Records from a data collection
· · · · ·

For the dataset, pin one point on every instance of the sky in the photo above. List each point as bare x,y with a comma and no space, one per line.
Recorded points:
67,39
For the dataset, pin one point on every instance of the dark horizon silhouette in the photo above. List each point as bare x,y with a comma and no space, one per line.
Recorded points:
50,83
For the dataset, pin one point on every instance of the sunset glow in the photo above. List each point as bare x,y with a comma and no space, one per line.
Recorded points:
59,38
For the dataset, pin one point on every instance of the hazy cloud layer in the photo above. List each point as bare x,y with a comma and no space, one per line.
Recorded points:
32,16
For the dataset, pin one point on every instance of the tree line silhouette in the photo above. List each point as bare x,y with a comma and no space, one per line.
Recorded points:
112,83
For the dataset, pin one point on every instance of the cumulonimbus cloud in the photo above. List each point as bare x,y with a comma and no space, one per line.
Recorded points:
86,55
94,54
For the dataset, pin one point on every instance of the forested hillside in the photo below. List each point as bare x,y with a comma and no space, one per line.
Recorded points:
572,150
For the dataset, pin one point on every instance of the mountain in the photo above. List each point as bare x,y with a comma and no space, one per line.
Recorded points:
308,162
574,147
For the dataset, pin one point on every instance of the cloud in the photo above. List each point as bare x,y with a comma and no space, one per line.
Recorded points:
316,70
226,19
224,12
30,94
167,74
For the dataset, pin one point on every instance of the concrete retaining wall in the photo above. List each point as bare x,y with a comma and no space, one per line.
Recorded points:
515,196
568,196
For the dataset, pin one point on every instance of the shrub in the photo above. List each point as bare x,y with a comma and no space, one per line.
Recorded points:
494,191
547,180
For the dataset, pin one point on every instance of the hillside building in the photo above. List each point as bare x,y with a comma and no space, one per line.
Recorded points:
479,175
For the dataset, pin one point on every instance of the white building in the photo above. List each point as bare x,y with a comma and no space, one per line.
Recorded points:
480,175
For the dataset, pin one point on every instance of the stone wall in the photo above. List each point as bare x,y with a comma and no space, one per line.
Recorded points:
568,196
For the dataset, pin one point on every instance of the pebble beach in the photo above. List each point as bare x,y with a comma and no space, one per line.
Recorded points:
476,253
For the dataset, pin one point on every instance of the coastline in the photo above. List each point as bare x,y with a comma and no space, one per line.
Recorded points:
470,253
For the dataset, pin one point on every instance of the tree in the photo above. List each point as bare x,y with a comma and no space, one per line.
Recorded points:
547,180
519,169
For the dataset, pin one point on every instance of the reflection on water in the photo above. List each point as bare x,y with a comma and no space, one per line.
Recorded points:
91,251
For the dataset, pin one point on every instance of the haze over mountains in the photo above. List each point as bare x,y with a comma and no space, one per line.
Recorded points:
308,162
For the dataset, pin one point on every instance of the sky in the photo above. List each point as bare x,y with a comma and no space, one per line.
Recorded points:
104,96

· · · · ·

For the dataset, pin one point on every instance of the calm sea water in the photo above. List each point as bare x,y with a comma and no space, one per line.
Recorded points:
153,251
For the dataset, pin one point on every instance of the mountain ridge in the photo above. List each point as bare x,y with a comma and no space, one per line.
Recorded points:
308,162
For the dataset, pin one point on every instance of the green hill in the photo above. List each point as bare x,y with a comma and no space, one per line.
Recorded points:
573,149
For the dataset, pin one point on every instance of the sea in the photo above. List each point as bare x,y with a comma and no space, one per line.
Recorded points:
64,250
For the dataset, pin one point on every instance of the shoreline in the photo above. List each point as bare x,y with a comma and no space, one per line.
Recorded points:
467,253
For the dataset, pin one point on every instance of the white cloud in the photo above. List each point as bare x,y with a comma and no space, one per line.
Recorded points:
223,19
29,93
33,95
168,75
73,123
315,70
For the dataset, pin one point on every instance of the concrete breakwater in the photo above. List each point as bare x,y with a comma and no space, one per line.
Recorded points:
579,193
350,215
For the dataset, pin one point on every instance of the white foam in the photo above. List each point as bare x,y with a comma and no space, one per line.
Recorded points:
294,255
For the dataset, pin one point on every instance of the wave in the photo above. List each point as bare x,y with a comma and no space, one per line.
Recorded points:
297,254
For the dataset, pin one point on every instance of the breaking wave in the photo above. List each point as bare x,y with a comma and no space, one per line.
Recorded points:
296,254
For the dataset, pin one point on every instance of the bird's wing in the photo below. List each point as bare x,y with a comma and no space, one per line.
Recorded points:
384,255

· · · · ·

EXERCISE DESCRIPTION → Report each line of the records above that contains the word "tree", copying every such line in full.

WORKED ANSWER →
For the dataset, pin one point on every instance of the tree line silhouette in the photo above. List each point as bare x,y with a comma and no space, one per line.
For the dataset, pin one point on every instance of the tree in the photo above. List each point as bare x,y with a comma and no space, one per line.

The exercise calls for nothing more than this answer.